Supplied passage START

Callicoon is a hamlet and census-designated place in the Town of Delaware, Sullivan County, New York, United States. The population was 206 at the 2020 census.

Callicoon is in the western part of the county in the Town of Delaware and along the Delaware River.

==History==
Callicoon got its name from Dutch hunters who settled in the location in the 1600s. Because of the population of wild turkeys in the area, they named the community "Kollikoonkill" which translates into Wild Turkey Creek. In addition to animal abundance, the area was a source for lumber and a transport center with the Delaware River offering access to coastal cities to the south and east. In the 1840s, the Erie Railroad added to transportation by passing through along the banks of the Delaware River to link the Great Lakes with the East Coast. Because of the train station's vital central location, the community was renamed Callicoon Depot.

In 1888, a major fire destroyed much of Callicoon's business district. The town quickly rebuilt, but lost much of its architectural history prior to the late 19th century. The community's economy also became badly damaged when railroad travel gave way to the automobile. The last scheduled passenger train left Callicoon on November 27, 1966. By the late 1960s, tourism took over as the main industry as campgrounds and canoes drew a new generation of visitors. Campgrounds and canoe liveries, followed by bed and breakfast inns, drew a new generation of vacationers. The Villa Roma Resort and Conference Center also opened, increasing the number of vacationers to the area. Additionally, the Upper Delaware Scenic and Recreational River was created in 1978 to protect the land of the scenic valley, maintain quality of the Delaware River and enforce environmental sensitivity in the area.

Supplied passage END
Entries shown START

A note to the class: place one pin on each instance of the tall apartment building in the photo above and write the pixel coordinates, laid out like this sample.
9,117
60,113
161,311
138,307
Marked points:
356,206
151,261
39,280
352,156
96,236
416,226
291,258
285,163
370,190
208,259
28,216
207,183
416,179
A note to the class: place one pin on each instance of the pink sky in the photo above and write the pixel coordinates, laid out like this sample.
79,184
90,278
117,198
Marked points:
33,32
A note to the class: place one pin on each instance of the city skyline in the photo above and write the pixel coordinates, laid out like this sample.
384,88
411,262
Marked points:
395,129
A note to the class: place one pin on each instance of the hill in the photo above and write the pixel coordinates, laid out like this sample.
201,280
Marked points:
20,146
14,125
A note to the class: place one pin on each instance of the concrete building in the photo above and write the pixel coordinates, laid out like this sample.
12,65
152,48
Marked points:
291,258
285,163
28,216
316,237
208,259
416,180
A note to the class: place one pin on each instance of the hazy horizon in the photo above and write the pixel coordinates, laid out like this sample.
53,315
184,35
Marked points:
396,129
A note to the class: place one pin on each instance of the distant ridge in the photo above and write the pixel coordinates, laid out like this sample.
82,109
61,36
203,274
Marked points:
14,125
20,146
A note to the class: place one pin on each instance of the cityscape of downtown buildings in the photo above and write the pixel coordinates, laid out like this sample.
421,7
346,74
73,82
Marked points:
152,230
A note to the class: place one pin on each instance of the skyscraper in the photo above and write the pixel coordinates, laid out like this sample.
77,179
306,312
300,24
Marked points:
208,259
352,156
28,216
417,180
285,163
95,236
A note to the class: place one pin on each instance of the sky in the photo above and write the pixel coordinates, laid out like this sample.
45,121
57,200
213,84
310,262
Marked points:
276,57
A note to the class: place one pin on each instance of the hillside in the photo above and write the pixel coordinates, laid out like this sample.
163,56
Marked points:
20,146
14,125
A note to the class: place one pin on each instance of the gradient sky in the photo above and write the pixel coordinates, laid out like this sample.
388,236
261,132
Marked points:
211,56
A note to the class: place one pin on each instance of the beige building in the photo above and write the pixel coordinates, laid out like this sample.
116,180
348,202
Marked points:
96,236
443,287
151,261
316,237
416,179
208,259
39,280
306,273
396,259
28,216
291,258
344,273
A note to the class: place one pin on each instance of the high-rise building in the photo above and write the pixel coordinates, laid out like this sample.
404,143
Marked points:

Entries shown END

» Task item: Output the Callicoon passage word for word between "Callicoon is in" and "renamed Callicoon Depot.", inclusive.

» Response area:
Callicoon is in the western part of the county in the Town of Delaware and along the Delaware River.

==History==
Callicoon got its name from Dutch hunters who settled in the location in the 1600s. Because of the population of wild turkeys in the area, they named the community "Kollikoonkill" which translates into Wild Turkey Creek. In addition to animal abundance, the area was a source for lumber and a transport center with the Delaware River offering access to coastal cities to the south and east. In the 1840s, the Erie Railroad added to transportation by passing through along the banks of the Delaware River to link the Great Lakes with the East Coast. Because of the train station's vital central location, the community was renamed Callicoon Depot.